*TASK TO COMPLETE:* Each line below should be written out again without any change.

*GIVEN INFORMATION:*
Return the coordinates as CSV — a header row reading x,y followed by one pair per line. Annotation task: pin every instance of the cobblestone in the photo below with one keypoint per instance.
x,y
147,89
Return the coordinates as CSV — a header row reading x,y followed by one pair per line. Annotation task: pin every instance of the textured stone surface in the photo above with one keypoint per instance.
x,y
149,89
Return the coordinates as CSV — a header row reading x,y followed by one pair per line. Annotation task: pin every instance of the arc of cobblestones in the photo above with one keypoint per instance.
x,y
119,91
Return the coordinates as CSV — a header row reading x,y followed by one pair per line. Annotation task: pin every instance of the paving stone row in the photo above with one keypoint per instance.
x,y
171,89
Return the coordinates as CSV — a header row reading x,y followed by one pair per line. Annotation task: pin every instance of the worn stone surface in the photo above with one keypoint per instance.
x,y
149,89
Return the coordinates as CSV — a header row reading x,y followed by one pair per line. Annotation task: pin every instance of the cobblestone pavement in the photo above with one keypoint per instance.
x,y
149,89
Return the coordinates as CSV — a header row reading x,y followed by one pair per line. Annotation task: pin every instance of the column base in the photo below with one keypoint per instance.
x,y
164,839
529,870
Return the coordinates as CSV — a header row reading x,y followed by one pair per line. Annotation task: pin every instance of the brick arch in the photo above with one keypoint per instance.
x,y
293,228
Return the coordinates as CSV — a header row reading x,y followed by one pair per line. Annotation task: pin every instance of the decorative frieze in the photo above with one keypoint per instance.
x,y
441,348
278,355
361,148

*SOLUTION BELOW:*
Return the coordinates as CSV — a header row reading x,y followed by one pair per line. Annotation task: pin every instance of the cobblestone in the photo below with one keypoint per instance.
x,y
147,89
Return the coordinates as CSV — a header row reading x,y followed by one pair per line. Annotation task: pin every instance of the textured stone surface in the photo above with one keypoint per instance.
x,y
149,89
Return the coordinates as CSV — a header row reading x,y followed by one pair per line. Annotation task: pin every instance of the arc of cobblestones in the photo above with one keypoint per instance.
x,y
119,91
Return the coordinates as CSV — a header row reading x,y followed by one pair per line. Annotation task: pin every instance of the paving stone row in the photo above with one keypoint per instance.
x,y
171,89
Return the coordinates as CSV — a header row reading x,y followed by one pair per line. Annotation task: pin every instance of the worn stone surface in the photo above with one keypoint per instance.
x,y
149,89
Return the coordinates as CSV — a header row reading x,y followed by one pair per line. Annotation task: pin every instance of the cobblestone pavement in the photo above with one keypoint per instance.
x,y
149,89
Return the coordinates as CSV — a header row reading x,y followed by one pair per line. Annotation task: pin every instance of the column base in the photo below with one keypoint per instance.
x,y
164,839
529,870
Return the coordinates as CSV — a header row reading x,y followed by one pair per line. Annotation task: pin every instance of the brick arch in the photo above with one keypoint per instance.
x,y
293,228
Return the coordinates as CSV — a header row reading x,y followed by one pair per line. Annotation task: pin every instance of the decorative frieze in the photo above with one keypoint per instance.
x,y
441,348
278,355
361,148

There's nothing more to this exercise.